Report how many lines in the material below contain the string "background", with uppercase and lowercase treated as different, and give only the number.

********************

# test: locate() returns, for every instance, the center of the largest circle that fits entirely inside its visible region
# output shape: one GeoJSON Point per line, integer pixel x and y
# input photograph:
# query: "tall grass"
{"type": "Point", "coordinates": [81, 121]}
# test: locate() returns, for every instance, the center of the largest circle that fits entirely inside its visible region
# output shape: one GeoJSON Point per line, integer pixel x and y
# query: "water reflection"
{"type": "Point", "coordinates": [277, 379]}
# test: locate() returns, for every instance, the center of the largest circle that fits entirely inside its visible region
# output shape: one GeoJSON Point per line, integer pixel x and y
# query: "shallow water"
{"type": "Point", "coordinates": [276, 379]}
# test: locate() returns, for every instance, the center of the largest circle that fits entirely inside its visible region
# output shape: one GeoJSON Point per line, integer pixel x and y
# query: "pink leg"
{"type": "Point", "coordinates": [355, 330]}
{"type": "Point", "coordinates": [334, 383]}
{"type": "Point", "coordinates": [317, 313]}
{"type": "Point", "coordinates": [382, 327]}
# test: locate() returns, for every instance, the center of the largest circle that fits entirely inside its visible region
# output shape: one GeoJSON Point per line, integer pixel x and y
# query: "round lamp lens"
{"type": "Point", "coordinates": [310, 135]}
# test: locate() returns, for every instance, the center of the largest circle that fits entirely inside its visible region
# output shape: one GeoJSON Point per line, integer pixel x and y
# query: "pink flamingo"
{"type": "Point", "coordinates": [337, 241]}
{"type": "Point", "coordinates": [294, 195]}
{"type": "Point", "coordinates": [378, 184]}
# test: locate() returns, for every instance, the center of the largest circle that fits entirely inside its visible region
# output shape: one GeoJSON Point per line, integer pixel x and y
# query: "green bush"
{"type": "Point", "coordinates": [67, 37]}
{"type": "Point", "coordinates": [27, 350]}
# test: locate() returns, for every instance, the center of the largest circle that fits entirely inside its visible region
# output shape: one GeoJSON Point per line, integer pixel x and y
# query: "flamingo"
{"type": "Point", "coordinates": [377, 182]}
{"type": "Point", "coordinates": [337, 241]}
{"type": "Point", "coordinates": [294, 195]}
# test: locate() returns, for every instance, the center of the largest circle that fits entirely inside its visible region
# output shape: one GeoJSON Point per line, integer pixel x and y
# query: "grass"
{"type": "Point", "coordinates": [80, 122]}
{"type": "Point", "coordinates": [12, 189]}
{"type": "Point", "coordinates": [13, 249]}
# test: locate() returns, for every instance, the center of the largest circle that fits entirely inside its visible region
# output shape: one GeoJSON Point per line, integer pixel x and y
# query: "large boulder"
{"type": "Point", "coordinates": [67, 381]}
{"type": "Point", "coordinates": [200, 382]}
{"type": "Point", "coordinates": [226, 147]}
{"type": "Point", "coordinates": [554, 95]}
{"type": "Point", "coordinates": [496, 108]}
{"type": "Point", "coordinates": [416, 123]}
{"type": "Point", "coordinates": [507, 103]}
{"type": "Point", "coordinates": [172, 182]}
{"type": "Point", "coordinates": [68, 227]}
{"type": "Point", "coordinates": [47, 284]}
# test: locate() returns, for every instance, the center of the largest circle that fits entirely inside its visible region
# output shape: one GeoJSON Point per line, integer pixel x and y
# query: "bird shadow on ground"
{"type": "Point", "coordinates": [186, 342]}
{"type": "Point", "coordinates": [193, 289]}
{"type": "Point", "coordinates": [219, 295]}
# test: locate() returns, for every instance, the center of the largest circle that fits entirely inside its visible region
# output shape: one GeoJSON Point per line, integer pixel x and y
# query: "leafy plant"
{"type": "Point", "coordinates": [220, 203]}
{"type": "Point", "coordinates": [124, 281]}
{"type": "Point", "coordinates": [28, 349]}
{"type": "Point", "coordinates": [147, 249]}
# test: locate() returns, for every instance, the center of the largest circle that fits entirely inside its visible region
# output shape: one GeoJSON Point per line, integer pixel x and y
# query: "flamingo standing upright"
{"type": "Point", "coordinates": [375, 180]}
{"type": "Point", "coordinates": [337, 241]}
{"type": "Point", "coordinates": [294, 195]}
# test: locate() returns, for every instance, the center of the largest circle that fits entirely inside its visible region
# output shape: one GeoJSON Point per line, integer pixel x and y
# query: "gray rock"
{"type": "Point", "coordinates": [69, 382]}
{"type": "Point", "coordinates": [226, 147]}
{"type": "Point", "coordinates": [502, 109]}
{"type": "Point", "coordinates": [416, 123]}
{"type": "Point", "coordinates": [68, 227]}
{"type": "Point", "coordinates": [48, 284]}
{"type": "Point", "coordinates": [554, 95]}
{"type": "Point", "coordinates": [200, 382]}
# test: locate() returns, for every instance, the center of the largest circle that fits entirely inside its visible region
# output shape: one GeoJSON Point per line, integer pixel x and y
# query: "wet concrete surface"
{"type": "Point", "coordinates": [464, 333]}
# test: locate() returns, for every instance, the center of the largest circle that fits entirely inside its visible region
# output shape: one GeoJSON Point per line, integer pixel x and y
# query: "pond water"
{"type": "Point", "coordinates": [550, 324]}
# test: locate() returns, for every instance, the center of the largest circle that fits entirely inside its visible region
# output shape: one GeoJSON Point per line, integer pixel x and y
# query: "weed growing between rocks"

********************

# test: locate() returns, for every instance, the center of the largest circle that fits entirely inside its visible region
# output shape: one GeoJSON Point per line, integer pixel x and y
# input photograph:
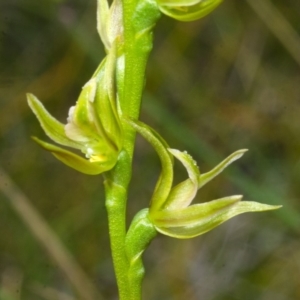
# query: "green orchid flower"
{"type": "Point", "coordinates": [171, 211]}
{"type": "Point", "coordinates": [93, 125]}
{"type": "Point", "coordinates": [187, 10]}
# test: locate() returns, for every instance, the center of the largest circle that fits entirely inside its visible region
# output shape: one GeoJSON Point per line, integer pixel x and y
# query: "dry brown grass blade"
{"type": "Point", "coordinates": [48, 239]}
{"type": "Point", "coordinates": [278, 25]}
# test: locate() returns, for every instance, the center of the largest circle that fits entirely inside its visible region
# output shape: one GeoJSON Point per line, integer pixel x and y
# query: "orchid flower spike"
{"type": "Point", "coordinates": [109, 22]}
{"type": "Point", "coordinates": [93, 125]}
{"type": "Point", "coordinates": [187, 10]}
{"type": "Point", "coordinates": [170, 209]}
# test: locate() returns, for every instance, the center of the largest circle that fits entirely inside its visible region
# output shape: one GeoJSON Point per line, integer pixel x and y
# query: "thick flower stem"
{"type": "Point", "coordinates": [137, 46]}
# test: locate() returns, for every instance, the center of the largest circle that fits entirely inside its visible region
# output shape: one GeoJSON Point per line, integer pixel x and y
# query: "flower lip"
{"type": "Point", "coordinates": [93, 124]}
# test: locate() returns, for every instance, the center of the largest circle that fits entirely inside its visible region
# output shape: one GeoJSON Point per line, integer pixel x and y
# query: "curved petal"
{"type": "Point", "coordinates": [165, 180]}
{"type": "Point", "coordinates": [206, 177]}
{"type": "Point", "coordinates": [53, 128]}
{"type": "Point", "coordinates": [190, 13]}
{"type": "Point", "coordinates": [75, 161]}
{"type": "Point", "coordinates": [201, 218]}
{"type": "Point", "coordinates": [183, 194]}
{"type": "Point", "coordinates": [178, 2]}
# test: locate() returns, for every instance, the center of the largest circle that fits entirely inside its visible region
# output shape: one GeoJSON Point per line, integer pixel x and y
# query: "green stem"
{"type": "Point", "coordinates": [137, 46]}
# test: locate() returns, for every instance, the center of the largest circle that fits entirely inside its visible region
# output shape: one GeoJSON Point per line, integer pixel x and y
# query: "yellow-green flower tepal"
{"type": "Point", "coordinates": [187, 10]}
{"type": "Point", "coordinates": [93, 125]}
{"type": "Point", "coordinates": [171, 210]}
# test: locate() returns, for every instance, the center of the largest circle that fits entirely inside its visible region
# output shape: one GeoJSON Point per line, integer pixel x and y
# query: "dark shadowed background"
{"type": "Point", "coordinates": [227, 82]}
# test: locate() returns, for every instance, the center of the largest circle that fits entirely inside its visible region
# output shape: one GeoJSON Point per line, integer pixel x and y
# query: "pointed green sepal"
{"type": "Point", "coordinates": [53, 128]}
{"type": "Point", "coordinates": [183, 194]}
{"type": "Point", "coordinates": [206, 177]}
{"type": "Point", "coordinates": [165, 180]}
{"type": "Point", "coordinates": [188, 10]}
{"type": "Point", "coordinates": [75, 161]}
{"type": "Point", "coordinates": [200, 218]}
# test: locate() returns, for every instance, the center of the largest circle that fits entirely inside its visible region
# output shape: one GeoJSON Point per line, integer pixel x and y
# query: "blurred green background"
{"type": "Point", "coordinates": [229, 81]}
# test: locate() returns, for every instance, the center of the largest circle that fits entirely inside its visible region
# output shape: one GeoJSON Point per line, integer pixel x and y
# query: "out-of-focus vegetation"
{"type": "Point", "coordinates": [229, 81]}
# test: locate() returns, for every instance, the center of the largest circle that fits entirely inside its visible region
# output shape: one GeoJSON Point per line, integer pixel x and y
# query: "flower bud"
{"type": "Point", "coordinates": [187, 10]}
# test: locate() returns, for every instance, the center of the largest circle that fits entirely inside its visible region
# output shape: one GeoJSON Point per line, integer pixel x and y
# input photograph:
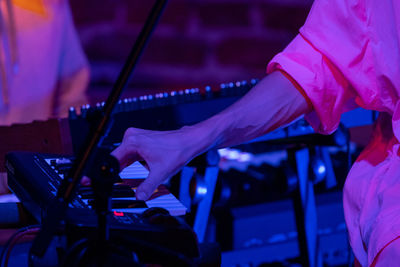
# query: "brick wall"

********************

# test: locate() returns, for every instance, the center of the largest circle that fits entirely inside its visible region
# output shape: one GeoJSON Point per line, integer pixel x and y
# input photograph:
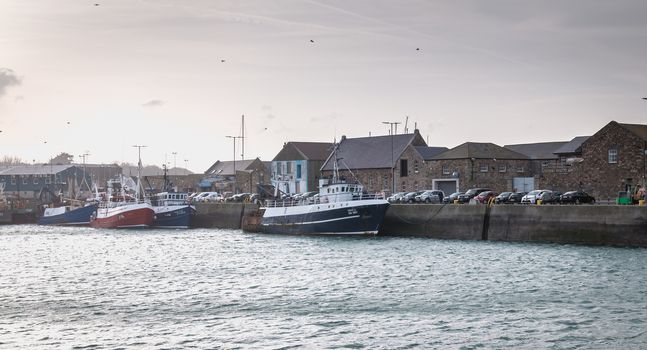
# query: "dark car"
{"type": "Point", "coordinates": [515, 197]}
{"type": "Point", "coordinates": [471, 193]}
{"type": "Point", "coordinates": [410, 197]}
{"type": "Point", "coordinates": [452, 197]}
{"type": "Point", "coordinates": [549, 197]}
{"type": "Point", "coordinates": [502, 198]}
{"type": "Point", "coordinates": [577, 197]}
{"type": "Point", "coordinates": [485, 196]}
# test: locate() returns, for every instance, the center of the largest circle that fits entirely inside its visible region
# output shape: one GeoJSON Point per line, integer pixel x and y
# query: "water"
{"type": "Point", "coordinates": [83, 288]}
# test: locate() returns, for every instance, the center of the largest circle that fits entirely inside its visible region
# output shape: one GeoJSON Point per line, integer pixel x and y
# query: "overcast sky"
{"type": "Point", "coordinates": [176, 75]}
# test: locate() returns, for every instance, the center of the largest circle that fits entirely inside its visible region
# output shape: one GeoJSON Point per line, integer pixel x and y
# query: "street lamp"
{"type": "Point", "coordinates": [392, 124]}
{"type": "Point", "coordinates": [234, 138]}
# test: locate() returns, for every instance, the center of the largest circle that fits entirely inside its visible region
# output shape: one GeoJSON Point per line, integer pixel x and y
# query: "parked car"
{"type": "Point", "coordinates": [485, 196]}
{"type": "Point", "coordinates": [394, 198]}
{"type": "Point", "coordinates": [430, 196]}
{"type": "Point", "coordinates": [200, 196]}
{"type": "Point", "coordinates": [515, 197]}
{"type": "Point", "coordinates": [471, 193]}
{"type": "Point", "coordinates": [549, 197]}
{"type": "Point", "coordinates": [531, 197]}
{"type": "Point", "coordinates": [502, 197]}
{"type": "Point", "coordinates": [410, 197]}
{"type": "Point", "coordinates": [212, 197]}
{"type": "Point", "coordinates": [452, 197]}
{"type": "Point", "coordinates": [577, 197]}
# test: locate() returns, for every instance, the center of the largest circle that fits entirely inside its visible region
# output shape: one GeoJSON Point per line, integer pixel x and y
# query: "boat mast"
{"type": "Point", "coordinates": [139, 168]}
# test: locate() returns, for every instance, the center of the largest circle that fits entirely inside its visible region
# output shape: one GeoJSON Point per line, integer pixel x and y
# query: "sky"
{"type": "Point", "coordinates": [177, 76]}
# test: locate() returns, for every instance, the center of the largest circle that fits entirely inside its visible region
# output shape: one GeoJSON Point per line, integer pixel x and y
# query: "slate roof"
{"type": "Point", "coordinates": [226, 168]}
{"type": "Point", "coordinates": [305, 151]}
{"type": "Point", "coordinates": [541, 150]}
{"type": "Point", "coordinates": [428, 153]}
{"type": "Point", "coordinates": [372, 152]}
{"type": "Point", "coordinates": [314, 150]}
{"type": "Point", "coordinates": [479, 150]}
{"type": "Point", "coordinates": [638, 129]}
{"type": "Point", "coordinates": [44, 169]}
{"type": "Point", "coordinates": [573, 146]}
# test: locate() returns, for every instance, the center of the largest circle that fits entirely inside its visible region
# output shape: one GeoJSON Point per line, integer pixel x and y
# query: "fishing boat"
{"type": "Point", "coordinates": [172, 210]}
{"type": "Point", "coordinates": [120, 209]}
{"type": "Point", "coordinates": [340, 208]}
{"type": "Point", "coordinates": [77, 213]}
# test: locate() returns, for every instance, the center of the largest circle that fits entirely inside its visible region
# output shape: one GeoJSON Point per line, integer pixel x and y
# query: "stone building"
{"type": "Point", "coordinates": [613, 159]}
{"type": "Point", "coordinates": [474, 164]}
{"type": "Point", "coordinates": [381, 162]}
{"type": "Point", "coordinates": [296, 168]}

********************

**Solution to this exercise:** 2